* AIM
Rewrite all of the data below with every "one per instance" changed to "one per item" and nothing else altered. Leave the pictures out of your answer.

## Start INPUT DATA

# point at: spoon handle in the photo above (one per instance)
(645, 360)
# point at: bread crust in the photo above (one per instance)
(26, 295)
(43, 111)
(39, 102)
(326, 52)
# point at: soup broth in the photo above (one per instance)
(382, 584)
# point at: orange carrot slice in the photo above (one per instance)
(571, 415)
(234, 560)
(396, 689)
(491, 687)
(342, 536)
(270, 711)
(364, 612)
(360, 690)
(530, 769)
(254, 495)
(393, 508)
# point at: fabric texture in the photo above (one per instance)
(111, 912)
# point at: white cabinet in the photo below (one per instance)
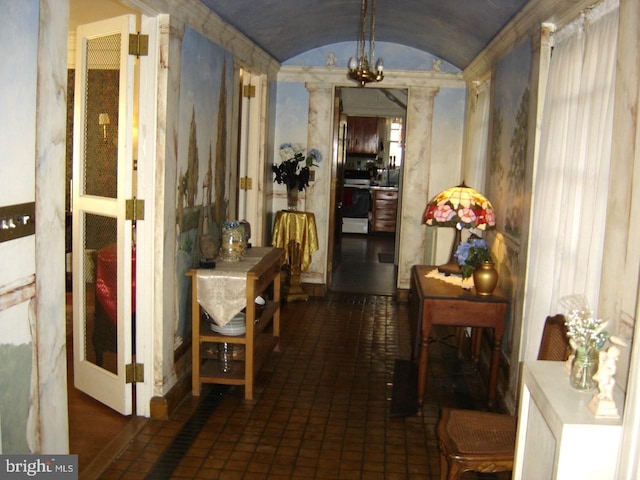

## End INPUT DATA

* SOLUTION TO THIS PROBLEM
# point at: spoon handle in the photo above (one per item)
(645, 360)
# point at: bread crust in the photo above (one per item)
(26, 295)
(43, 111)
(39, 102)
(326, 52)
# point at: soup broth in the photo above (one per item)
(382, 584)
# point at: orange carrot slice in the photo above (one per item)
(571, 415)
(234, 560)
(396, 689)
(491, 687)
(342, 536)
(270, 711)
(364, 612)
(360, 690)
(530, 769)
(254, 495)
(393, 508)
# point at: fabric texture in the photo above (one per item)
(111, 912)
# point at: white cabinet in the photo below (one per item)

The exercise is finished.